(Exercise prompt):
Rewrite the records below, substituting "object" for every occurrence of "instance" and leaving everything else unchanged.

(Outline annotation records)
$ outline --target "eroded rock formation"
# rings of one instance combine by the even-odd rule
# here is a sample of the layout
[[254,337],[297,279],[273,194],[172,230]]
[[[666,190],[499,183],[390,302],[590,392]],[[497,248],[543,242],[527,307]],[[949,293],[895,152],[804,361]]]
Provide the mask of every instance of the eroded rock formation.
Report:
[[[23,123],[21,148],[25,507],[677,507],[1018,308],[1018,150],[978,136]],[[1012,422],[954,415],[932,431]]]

(Full output):
$ outline --target "eroded rock formation"
# rings of one object combine by the even-odd rule
# here is a sample of the layout
[[254,337],[297,279],[273,194],[172,230]]
[[[666,190],[499,183],[390,302],[590,392]],[[497,248],[543,242],[527,307]],[[949,293],[895,152],[804,361]]]
Provide the mask of every object of the eroded rock formation.
Report:
[[[23,123],[21,148],[25,507],[677,507],[1018,308],[1018,150],[978,136]],[[1012,422],[954,415],[932,431]]]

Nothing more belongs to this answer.